▸ **TASK GOAL**
A word-for-word restatement of the listing is the only acceptable answer.

▸ **THE INPUT**

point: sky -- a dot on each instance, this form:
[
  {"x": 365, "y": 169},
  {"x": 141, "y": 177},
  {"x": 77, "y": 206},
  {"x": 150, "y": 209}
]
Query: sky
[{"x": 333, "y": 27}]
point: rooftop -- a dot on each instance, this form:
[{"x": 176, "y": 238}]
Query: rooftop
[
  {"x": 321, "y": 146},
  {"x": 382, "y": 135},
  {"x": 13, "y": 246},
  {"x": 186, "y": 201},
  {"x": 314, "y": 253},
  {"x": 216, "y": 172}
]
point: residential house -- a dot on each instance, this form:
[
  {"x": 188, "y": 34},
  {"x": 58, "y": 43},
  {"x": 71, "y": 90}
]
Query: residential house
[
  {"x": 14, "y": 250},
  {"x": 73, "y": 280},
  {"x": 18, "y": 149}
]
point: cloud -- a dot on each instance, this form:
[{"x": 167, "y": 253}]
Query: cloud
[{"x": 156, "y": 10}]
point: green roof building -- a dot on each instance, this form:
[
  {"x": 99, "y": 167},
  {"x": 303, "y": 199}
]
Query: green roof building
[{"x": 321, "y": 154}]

▸ **WRITTEN REPLY**
point: sky -- a dot on each instance, this form:
[
  {"x": 365, "y": 169},
  {"x": 141, "y": 177},
  {"x": 77, "y": 206},
  {"x": 150, "y": 209}
]
Query: sky
[{"x": 333, "y": 27}]
point: rooftop -- a dot on each instance, this form:
[{"x": 176, "y": 238}]
Query: rooftop
[
  {"x": 321, "y": 146},
  {"x": 382, "y": 135},
  {"x": 13, "y": 246},
  {"x": 186, "y": 201},
  {"x": 314, "y": 253},
  {"x": 216, "y": 172}
]
point: residential house -- a dot on each instance, this form:
[
  {"x": 188, "y": 34},
  {"x": 58, "y": 43},
  {"x": 71, "y": 90}
]
Query: residential house
[
  {"x": 14, "y": 250},
  {"x": 73, "y": 280},
  {"x": 18, "y": 149}
]
point: cloud -- a dot on each instance, this form:
[{"x": 167, "y": 253}]
Query: cloud
[{"x": 156, "y": 10}]
point: green roof building -- a dot on each instance, this form:
[
  {"x": 99, "y": 167},
  {"x": 303, "y": 199}
]
Query: green roof building
[{"x": 321, "y": 154}]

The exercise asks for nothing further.